> [The problem]:
Copy the part of the article on the Avere data consistency acquisition starting at "Data Consistency, Availability" and ending at "and other .", keeping every word as it appears.

Premise
Avere Systems technology allows NAS filers (supporting NFS & SMB) to guarantee hybrid cloud data consistency. By acquiring and integrating this Avere technology, Microsoft can provide its ISV and enterprise developer communities with support for guaranteed data consistency across a rich hybrid cloud topology of Azure Cloud, Azure Stack, and other public clouds. The cloud giant can now deliver a true hybrid cloud filer.
For ISVs and enterprise developers this can mean increased value for Microsoft-based SMB file-based applications, without the need to rewrite any application code. For enterprise IT, this means much greater flexibility in placing compute and data, enabling them to balance end-user productivity and IT costs for their Microsoft-based application portfolios.
Introduction to Data Consistency
When Guaranteed Data Consistency is Important
Data consistency and state are important for many applications. Cloud data storage systems usually focus on low cost distributed scale-out storage with high availability (e.g., Amazon S3 or Google File System). These systems are usually “eventually consistent”. While this is adequate for many cloud applications, there are many others where guaranteed data consistency is required.
As Data Consistency is explicitly not guaranteed in most low-cost object-based cloud storage solutions, the Data Consistency model is often complex. The Amazon S3 Data Consistency model is shown in the Footnotes at the end of this research. If guaranteed data consistency is required, a programmer will need to take responsibility for providing it, and proving it is guaranteed. This is not trivial coding, and is nuanced work to write and test, as the footnotes illustrate. The challenge is greater still when coding guaranteed data consistency across different private and public cloud instances. And this code will need maintenance, even after the programmer has left.
Enabling Guaranteed Data Consistency
A much cheaper, quicker and lower risk solution is to allow the application access to a hybrid cloud data store with data consistency. This allows flexibility of data placement, and can minimize the problems of data gravity. For example, it can support workflows where the data is constantly changed for a time (e.g., working on video rendering), and allows this data to be close to the users or applications. When the work is over, the data continues to remain in a lower cost public cloud solution, without additional data transfer.
The Avere solution acquired by Microsoft, if integrated into Microsoft Azure, can provide a solution to the problem of data consistency for filers. The solution can also work with Amazon S3 and Google GFS to provide true hybrid inter-cloud solutions.
Data Consistency, Availability & Partition Tolerance
CAP Theorem
Co-founder Ron Bianchini is president and chief executive officer of Avere Systems. He first came into light as the CEO & Co-founder of Spinnaker, bought by NetApp. Ron was on the cube at the Google Next, 2017. In the two clips from the interview below, he explains the Avere technology, and how it differs from Google File System (GFS) and other .
In the first clip, Ron explains the flexibility of a local Edge-filers running completely integrated with either an on-premises central repository or cloud alternative on (say) Amazon S3 or GFS.
In the second clip, Ron discusses the importance of data consistency. Ron explain the CAP theorem (also called Brewer’s theorem). This states it is impossible for a distributed data storage system to simultaneously provide more than two out of three guarantees:
Data Consistency (the answer received is always correct)

> [Raw data]:
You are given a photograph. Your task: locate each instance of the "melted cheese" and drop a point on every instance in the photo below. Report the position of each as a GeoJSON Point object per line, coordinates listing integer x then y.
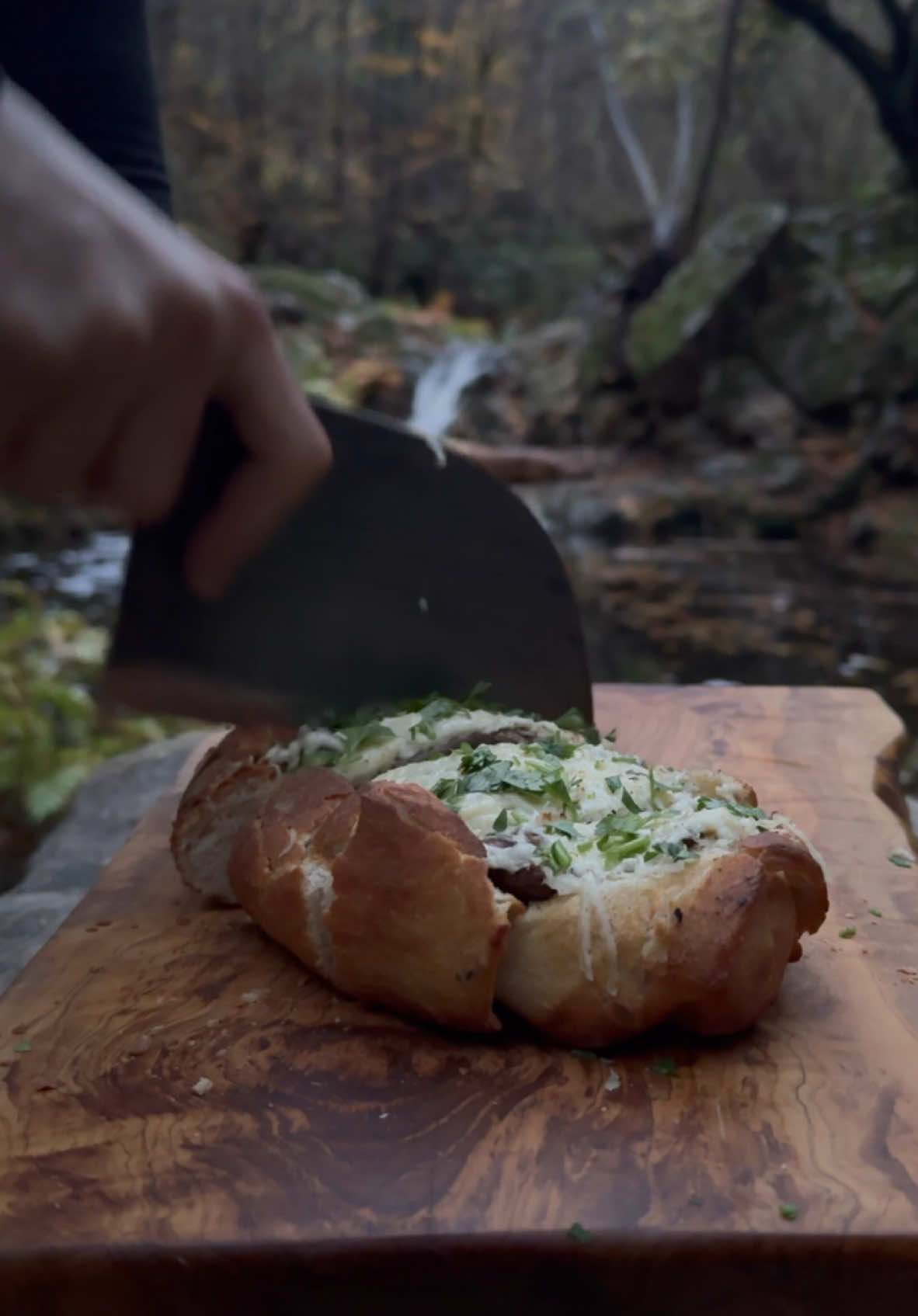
{"type": "Point", "coordinates": [406, 738]}
{"type": "Point", "coordinates": [666, 810]}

> [Exercise response]:
Data Consistency, Availability & Partition Tolerance
CAP Theorem
Co-founder Ron Bianchini is president and chief executive officer of Avere Systems. He first came into light as the CEO & Co-founder of Spinnaker, bought by NetApp. Ron was on the cube at the Google Next, 2017. In the two clips from the interview below, he explains the Avere technology, and how it differs from Google File System (GFS) and other .